[Material provided Boundary: Start]

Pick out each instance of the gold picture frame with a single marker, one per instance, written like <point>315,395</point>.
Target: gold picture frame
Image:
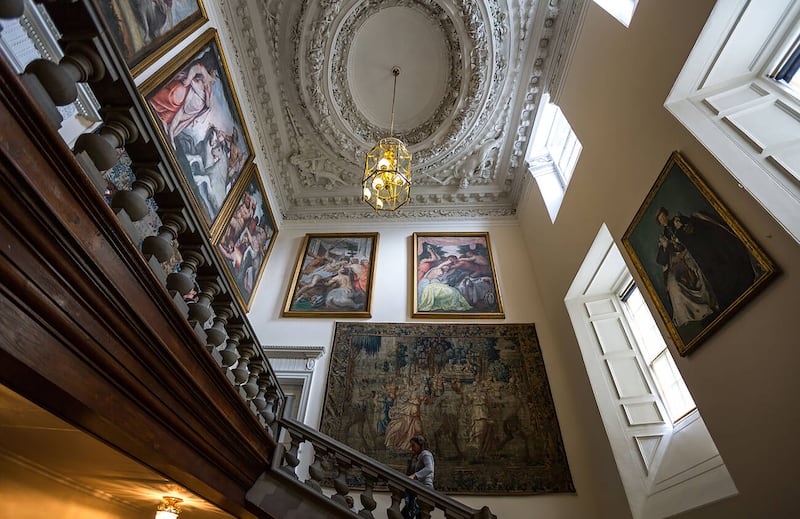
<point>245,241</point>
<point>333,276</point>
<point>193,104</point>
<point>453,277</point>
<point>145,31</point>
<point>697,262</point>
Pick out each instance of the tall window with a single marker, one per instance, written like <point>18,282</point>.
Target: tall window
<point>789,68</point>
<point>667,460</point>
<point>671,387</point>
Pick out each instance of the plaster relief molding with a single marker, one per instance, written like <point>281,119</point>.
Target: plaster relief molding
<point>367,131</point>
<point>480,92</point>
<point>408,214</point>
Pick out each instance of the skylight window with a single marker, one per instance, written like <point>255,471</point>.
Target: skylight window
<point>622,10</point>
<point>552,154</point>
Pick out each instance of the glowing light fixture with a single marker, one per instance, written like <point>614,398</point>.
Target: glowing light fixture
<point>168,509</point>
<point>387,169</point>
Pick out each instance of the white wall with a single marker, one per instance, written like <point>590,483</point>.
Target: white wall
<point>744,377</point>
<point>391,303</point>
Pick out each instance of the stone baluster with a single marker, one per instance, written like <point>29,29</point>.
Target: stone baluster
<point>118,130</point>
<point>200,311</point>
<point>230,355</point>
<point>270,412</point>
<point>10,9</point>
<point>182,281</point>
<point>291,457</point>
<point>256,367</point>
<point>160,245</point>
<point>216,334</point>
<point>260,400</point>
<point>316,470</point>
<point>393,512</point>
<point>340,482</point>
<point>367,500</point>
<point>241,371</point>
<point>148,182</point>
<point>80,64</point>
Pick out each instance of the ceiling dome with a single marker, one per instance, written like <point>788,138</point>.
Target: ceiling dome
<point>409,39</point>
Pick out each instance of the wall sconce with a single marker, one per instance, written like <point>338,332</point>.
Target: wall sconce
<point>168,509</point>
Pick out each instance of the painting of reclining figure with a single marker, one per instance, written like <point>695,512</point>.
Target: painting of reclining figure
<point>454,277</point>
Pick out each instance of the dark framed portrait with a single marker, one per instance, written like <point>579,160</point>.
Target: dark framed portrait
<point>697,262</point>
<point>194,105</point>
<point>333,276</point>
<point>144,30</point>
<point>248,235</point>
<point>453,277</point>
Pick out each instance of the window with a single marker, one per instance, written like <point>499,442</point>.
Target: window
<point>727,98</point>
<point>552,154</point>
<point>622,10</point>
<point>655,354</point>
<point>787,73</point>
<point>667,464</point>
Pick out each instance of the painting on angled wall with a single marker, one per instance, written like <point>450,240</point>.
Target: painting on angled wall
<point>478,393</point>
<point>144,30</point>
<point>333,276</point>
<point>194,106</point>
<point>245,241</point>
<point>697,263</point>
<point>453,277</point>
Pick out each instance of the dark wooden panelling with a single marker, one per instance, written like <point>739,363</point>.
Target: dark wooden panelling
<point>88,332</point>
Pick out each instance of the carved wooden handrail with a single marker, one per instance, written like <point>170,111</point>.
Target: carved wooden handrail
<point>91,57</point>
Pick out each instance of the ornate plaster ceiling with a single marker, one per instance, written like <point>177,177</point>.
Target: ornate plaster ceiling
<point>320,72</point>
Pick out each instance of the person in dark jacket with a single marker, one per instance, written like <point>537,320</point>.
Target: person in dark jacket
<point>421,468</point>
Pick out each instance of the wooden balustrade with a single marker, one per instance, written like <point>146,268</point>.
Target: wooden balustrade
<point>334,465</point>
<point>227,336</point>
<point>91,57</point>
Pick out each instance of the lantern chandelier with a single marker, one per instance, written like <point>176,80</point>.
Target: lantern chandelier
<point>387,169</point>
<point>168,509</point>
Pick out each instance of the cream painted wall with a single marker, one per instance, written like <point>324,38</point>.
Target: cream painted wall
<point>744,378</point>
<point>522,304</point>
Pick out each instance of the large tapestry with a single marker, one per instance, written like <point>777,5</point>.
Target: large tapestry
<point>478,393</point>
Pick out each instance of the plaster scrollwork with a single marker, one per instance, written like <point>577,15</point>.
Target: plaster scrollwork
<point>315,169</point>
<point>298,95</point>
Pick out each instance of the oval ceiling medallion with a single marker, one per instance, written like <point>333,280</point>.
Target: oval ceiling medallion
<point>382,42</point>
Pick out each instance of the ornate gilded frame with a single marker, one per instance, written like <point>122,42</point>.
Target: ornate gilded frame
<point>317,291</point>
<point>245,241</point>
<point>129,30</point>
<point>453,277</point>
<point>699,266</point>
<point>208,140</point>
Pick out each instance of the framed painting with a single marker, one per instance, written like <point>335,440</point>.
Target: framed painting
<point>453,276</point>
<point>697,263</point>
<point>246,239</point>
<point>478,393</point>
<point>144,30</point>
<point>194,106</point>
<point>333,276</point>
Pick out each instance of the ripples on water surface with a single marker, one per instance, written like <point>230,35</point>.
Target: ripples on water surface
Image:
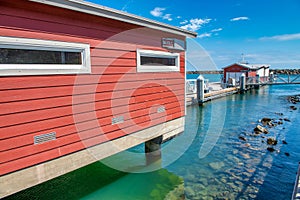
<point>237,169</point>
<point>217,165</point>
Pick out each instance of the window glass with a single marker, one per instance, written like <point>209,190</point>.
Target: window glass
<point>157,61</point>
<point>27,56</point>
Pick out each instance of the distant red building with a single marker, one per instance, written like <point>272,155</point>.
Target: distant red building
<point>235,71</point>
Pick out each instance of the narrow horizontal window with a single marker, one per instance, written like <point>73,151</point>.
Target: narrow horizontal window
<point>22,56</point>
<point>27,56</point>
<point>157,61</point>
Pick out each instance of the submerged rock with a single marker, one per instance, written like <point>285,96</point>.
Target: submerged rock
<point>271,141</point>
<point>242,138</point>
<point>265,120</point>
<point>287,154</point>
<point>280,114</point>
<point>284,142</point>
<point>271,149</point>
<point>216,165</point>
<point>259,129</point>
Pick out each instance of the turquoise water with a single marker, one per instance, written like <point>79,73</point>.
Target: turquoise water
<point>237,169</point>
<point>216,165</point>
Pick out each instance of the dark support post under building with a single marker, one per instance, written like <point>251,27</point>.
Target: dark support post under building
<point>257,81</point>
<point>200,89</point>
<point>243,83</point>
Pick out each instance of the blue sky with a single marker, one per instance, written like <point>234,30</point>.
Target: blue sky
<point>265,31</point>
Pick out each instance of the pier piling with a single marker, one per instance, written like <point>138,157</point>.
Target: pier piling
<point>200,89</point>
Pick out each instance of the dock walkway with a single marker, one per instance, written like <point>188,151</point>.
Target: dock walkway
<point>215,91</point>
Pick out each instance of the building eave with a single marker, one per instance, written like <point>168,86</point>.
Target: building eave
<point>102,11</point>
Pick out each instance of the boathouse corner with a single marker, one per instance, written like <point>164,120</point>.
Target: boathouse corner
<point>76,78</point>
<point>233,72</point>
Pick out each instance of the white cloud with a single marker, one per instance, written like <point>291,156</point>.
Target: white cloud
<point>239,19</point>
<point>284,37</point>
<point>195,24</point>
<point>216,30</point>
<point>184,22</point>
<point>157,12</point>
<point>167,17</point>
<point>204,35</point>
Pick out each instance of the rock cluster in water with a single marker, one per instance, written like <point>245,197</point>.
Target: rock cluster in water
<point>239,174</point>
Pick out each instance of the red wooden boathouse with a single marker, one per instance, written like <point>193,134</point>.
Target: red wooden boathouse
<point>235,71</point>
<point>78,76</point>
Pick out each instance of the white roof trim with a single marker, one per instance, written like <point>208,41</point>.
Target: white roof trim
<point>102,11</point>
<point>249,66</point>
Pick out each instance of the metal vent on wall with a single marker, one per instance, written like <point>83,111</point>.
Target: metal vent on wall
<point>38,139</point>
<point>161,109</point>
<point>117,120</point>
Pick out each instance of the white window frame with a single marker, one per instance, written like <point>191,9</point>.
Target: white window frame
<point>163,54</point>
<point>44,69</point>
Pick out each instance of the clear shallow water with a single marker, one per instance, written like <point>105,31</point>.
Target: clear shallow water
<point>217,164</point>
<point>236,169</point>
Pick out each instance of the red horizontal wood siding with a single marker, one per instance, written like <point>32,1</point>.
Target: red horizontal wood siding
<point>80,108</point>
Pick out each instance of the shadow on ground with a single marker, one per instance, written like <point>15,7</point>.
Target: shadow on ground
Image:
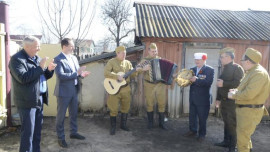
<point>139,139</point>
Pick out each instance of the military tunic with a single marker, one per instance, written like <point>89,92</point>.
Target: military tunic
<point>231,75</point>
<point>123,96</point>
<point>153,91</point>
<point>254,89</point>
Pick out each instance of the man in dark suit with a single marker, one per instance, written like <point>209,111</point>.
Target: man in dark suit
<point>29,76</point>
<point>199,96</point>
<point>66,90</point>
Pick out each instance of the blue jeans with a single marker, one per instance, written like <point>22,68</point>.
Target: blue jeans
<point>31,125</point>
<point>198,112</point>
<point>62,104</point>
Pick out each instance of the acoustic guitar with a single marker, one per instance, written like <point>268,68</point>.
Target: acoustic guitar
<point>112,86</point>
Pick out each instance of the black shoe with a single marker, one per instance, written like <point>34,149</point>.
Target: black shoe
<point>190,134</point>
<point>77,136</point>
<point>62,143</point>
<point>222,144</point>
<point>123,124</point>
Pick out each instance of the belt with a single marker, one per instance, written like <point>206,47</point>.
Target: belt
<point>249,106</point>
<point>226,99</point>
<point>149,82</point>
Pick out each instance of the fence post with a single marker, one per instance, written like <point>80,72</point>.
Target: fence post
<point>3,110</point>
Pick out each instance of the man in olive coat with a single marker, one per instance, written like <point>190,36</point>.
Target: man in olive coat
<point>230,78</point>
<point>250,97</point>
<point>153,90</point>
<point>114,66</point>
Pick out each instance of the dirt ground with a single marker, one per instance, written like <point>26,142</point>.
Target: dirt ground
<point>139,139</point>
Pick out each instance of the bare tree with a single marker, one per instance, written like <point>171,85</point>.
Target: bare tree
<point>116,15</point>
<point>65,17</point>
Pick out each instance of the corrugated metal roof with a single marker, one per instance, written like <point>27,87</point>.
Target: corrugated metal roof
<point>165,21</point>
<point>111,54</point>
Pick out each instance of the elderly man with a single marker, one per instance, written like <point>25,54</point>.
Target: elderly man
<point>114,66</point>
<point>199,96</point>
<point>66,90</point>
<point>29,78</point>
<point>250,97</point>
<point>230,78</point>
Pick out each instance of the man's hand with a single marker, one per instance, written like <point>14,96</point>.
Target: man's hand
<point>52,65</point>
<point>219,83</point>
<point>193,79</point>
<point>217,103</point>
<point>120,78</point>
<point>147,67</point>
<point>81,69</point>
<point>138,68</point>
<point>43,62</point>
<point>231,93</point>
<point>85,73</point>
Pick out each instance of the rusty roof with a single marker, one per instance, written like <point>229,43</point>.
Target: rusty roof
<point>171,21</point>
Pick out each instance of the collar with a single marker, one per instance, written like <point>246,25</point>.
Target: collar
<point>66,55</point>
<point>253,68</point>
<point>229,64</point>
<point>150,58</point>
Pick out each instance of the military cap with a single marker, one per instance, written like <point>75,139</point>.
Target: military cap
<point>254,55</point>
<point>200,56</point>
<point>153,46</point>
<point>120,49</point>
<point>227,50</point>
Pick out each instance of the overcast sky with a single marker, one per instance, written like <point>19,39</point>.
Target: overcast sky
<point>23,13</point>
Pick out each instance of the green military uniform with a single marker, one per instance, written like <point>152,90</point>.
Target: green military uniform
<point>124,95</point>
<point>252,93</point>
<point>154,91</point>
<point>231,75</point>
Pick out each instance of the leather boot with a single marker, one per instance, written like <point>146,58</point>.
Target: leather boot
<point>150,116</point>
<point>113,125</point>
<point>123,124</point>
<point>161,121</point>
<point>232,144</point>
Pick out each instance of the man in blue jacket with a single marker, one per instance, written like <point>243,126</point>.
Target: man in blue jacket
<point>29,77</point>
<point>199,96</point>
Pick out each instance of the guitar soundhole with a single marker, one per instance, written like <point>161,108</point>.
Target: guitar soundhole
<point>111,85</point>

[Material provided Boundary: End]

## About this task
Please copy the lines above from the line with "Target: bare tree" up to and including the line with "Pick out each instance of the collar", exactly as written and with nothing else.

## Solved problem
Target: bare tree
<point>116,15</point>
<point>65,17</point>
Pick out each instance of the corrugated metal roof with a single marker, one per instance, written like <point>27,87</point>.
Target: corrugated metal roof
<point>165,21</point>
<point>111,54</point>
Pick out each instance of the elderly man with a single marker, one per instance, written like <point>25,54</point>.
Target: elderly man
<point>114,66</point>
<point>199,96</point>
<point>66,90</point>
<point>29,78</point>
<point>250,97</point>
<point>230,78</point>
Pick out each instance of the man's hand with a single marker, one per instance, written like <point>14,96</point>.
Target: man's hand
<point>52,65</point>
<point>219,83</point>
<point>193,79</point>
<point>217,103</point>
<point>120,78</point>
<point>147,67</point>
<point>81,69</point>
<point>138,68</point>
<point>43,62</point>
<point>231,93</point>
<point>85,73</point>
Pick out each instance of the rusty roof with a single marker, one per instance, written like <point>229,43</point>.
Target: rusty roof
<point>171,21</point>
Pick out each instance of the collar with a single marker, one per instance, written like <point>246,25</point>.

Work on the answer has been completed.